Records supplied below:

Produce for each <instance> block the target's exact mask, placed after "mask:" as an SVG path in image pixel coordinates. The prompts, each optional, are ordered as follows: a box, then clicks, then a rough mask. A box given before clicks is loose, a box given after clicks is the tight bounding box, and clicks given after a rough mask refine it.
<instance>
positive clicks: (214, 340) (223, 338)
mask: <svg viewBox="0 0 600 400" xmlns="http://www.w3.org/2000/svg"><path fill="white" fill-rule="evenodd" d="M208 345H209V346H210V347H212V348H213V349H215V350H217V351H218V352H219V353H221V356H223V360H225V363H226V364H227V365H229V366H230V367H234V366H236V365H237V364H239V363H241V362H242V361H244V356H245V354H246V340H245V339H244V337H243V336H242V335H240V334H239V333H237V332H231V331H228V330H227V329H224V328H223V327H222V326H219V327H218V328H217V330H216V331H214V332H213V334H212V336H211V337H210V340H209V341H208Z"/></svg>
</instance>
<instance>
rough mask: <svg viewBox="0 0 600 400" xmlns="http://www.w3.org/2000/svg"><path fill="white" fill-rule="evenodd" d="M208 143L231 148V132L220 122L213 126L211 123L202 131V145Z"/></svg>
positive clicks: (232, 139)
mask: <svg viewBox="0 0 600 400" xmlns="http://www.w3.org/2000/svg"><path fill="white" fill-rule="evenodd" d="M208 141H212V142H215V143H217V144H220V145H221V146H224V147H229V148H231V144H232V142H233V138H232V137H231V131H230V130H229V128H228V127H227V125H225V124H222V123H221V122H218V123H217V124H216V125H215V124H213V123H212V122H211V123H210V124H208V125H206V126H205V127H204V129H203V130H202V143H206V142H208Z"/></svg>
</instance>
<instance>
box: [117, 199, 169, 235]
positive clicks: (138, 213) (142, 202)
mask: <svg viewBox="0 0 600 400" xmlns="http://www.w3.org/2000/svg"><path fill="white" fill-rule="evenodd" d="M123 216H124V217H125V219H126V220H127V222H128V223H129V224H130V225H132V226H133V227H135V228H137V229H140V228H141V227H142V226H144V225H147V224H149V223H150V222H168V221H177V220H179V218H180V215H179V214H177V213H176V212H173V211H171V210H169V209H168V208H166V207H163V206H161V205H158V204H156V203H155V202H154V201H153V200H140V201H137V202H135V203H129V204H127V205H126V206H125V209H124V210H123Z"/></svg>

End of Records supplied.

#### Task statement:
Could you copy out every line in the listing where the word "rough" appears?

#### Your solution:
Produce for each <instance> block the target's exact mask, placed after "mask:" as an SVG path in image pixel coordinates. The prompts, each optional, are ordered as follows: a box, then clicks, then a rough mask. A box given before clicks is loose, a box given after clicks is the tight bounding box, and clicks given after a rough mask refine it.
rough mask: <svg viewBox="0 0 600 400" xmlns="http://www.w3.org/2000/svg"><path fill="white" fill-rule="evenodd" d="M208 143L231 148V132L220 122L213 126L211 123L202 131V145Z"/></svg>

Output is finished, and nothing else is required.